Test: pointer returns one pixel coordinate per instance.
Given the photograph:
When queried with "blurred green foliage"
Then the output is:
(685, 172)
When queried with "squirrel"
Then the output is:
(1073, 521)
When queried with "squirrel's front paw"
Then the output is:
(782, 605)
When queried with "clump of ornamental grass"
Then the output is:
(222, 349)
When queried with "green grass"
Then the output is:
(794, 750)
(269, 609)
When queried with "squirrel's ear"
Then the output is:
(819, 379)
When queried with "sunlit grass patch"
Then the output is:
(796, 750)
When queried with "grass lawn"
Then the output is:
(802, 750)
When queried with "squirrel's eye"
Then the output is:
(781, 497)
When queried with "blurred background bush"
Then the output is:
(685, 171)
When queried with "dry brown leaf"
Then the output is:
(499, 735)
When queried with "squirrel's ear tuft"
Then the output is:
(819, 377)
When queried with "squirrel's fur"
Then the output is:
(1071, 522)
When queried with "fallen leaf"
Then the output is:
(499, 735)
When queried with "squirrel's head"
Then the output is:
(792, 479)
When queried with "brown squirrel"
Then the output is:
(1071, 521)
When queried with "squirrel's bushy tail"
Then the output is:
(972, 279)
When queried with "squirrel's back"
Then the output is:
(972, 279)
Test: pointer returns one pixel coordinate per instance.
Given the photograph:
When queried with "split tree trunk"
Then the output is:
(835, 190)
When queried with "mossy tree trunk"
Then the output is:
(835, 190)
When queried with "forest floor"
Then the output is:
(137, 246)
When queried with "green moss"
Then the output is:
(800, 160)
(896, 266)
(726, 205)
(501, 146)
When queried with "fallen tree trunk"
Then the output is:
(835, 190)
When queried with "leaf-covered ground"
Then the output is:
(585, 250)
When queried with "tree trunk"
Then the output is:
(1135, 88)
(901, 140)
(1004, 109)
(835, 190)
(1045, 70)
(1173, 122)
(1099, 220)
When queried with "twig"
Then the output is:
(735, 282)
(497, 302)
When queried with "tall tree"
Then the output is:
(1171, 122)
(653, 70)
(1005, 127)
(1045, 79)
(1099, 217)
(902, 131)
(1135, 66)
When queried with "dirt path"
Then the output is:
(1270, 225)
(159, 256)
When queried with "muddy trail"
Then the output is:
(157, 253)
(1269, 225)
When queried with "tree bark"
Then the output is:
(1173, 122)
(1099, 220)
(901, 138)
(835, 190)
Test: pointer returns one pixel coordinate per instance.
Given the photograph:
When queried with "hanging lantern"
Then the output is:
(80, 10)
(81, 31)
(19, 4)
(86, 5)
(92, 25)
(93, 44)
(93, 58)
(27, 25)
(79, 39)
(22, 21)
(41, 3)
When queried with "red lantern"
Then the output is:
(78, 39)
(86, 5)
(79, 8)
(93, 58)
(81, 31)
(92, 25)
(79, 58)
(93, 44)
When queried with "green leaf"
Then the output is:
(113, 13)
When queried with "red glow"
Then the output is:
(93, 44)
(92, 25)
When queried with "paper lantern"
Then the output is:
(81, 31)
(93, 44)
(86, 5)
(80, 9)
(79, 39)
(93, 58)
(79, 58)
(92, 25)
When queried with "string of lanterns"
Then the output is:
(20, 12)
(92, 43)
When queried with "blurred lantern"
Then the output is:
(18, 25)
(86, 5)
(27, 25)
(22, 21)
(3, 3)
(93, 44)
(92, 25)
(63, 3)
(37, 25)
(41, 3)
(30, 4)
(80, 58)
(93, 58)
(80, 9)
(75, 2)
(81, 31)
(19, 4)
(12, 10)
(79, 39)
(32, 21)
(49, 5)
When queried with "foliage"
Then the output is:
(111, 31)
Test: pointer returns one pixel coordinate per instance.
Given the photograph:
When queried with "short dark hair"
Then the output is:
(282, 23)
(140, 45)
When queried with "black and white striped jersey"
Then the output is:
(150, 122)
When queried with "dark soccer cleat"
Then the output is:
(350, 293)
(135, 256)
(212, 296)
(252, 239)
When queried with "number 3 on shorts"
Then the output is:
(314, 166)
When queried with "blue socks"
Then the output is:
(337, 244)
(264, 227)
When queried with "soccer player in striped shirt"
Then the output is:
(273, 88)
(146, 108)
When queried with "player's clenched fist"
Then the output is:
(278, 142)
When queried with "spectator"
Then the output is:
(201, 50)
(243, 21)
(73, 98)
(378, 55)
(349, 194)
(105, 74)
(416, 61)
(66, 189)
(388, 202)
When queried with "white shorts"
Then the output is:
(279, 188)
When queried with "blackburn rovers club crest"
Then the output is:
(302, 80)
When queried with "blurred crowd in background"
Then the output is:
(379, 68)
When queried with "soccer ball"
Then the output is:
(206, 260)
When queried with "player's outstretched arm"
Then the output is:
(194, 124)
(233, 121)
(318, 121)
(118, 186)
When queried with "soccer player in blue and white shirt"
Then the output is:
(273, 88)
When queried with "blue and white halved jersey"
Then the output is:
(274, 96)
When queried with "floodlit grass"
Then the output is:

·····

The records above should be repeated in full, exactly as given.

Test: pointer returns one pixel coordinate per instance.
Given the photograph:
When queried with "blurred green foliage"
Then the output is:
(685, 172)
When queried with "squirrel"
Then the output is:
(1073, 521)
When queried with "squirrel's front paw"
Then the output is:
(782, 605)
When queried with "clump of ornamental grass"
Then the output is:
(222, 349)
When queried with "green grass"
Then the output is:
(794, 750)
(269, 609)
When queried with "squirrel's ear"
Then the output is:
(819, 379)
When queried with "sunlit grass patch"
Then the output is:
(796, 750)
When queried with "grass lawn"
Then the output is:
(802, 750)
When queried with "squirrel's eye"
Then the output is:
(781, 497)
When queried with "blurred background bush"
Then the output is:
(685, 171)
When queried with "dry brown leaf"
Then the output is:
(499, 735)
When queried with "squirrel's ear tuft"
Then the output is:
(819, 377)
When queried with "squirrel's fur"
Then the output is:
(1071, 522)
When queried with "fallen leaf"
Then the output is:
(499, 735)
When queried with "squirrel's head"
Then the output is:
(792, 479)
When queried with "brown squirrel"
Then the output is:
(1071, 521)
When queried with "squirrel's bushy tail"
Then the output is:
(972, 279)
When queried with "squirrel's back"
Then the output is:
(972, 279)
Test: pointer returns one pixel coordinate per instance.
Given the photograph:
When queried with "split tree trunk"
Then the output is:
(835, 190)
When queried with "mossy tree trunk"
Then the output is:
(835, 190)
When queried with "forest floor"
Then the output is:
(137, 246)
When queried with "green moss"
Then the output is:
(800, 160)
(896, 266)
(726, 205)
(501, 146)
When queried with "fallen tree trunk"
Then the output is:
(835, 190)
When queried with "leaf-covered ground"
Then the output is:
(585, 250)
When queried with "tree trunk"
Then the output is:
(1135, 88)
(901, 140)
(1004, 109)
(835, 190)
(1045, 70)
(1173, 122)
(1099, 220)
When queried with "twig"
Then the output is:
(735, 282)
(497, 302)
When queried with "tall tree"
Then the output is:
(1171, 122)
(653, 70)
(1005, 127)
(1045, 79)
(1099, 217)
(902, 131)
(1135, 66)
When queried with "dirt path"
Then the output is:
(1270, 225)
(159, 256)
When queried with "muddy trail"
Then the output is:
(157, 253)
(1269, 225)
When queried with "tree bark"
Then the output is:
(1173, 122)
(1099, 220)
(901, 138)
(835, 190)
Test: pointer returns one pixel coordinate per instance.
Given the photograph:
When queried with "hanging lantern"
Then the output is:
(80, 10)
(81, 31)
(19, 4)
(86, 5)
(92, 25)
(93, 44)
(93, 58)
(27, 25)
(79, 39)
(22, 21)
(41, 3)
When queried with "red lantern"
Then the output is:
(78, 39)
(86, 5)
(79, 8)
(93, 58)
(81, 31)
(92, 25)
(79, 58)
(93, 44)
When queried with "green leaf"
Then the output is:
(113, 13)
When queried with "red glow"
Then the output is:
(93, 44)
(92, 25)
When queried with "paper lantern"
Then the output is:
(81, 31)
(93, 44)
(86, 5)
(80, 9)
(79, 39)
(93, 58)
(79, 58)
(92, 25)
When queried with "string of lanterns"
Then the output is:
(20, 12)
(92, 43)
When queried with "blurred lantern"
Then the output is:
(18, 25)
(86, 5)
(27, 25)
(22, 21)
(3, 3)
(93, 44)
(92, 25)
(63, 3)
(37, 25)
(41, 3)
(30, 4)
(80, 58)
(93, 58)
(80, 9)
(75, 2)
(81, 31)
(19, 4)
(12, 10)
(79, 39)
(32, 21)
(49, 5)
When queried with "foliage"
Then the output is:
(111, 31)
Test: pointer returns one pixel coordinate per instance.
Given the photograph:
When queried with "short dark hair"
Then the output is:
(282, 23)
(140, 45)
When queried with "black and white striped jersey"
Then the output is:
(150, 122)
When queried with "dark soccer cleat"
Then the output is:
(350, 293)
(135, 256)
(212, 296)
(252, 239)
When queried with "number 3 on shorts"
Then the output is:
(314, 166)
When queried with "blue socks"
Then the output is:
(337, 244)
(264, 227)
When queried with "soccer player in striped shirt"
Then the output is:
(273, 88)
(146, 108)
When queried with "player's clenched fist"
Then the output is:
(278, 142)
When queried with "spectator"
Then the output is:
(201, 50)
(243, 21)
(73, 98)
(378, 55)
(349, 194)
(105, 74)
(416, 61)
(66, 189)
(388, 202)
When queried with "white shorts"
Then the output is:
(279, 188)
When queried with "blackburn rovers club crest"
Then the output is:
(302, 80)
When queried with "blurred crowd in background"
Then the output is:
(379, 68)
When queried with "soccer ball"
Then the output is:
(206, 260)
When queried with "player's outstretched arm"
Then the output is:
(194, 124)
(233, 121)
(318, 121)
(118, 186)
When queried with "soccer player in blue and white shirt"
Then the output is:
(273, 88)
When queried with "blue and white halved jersey"
Then the output is:
(274, 96)
When queried with "floodlit grass"
Then the output is:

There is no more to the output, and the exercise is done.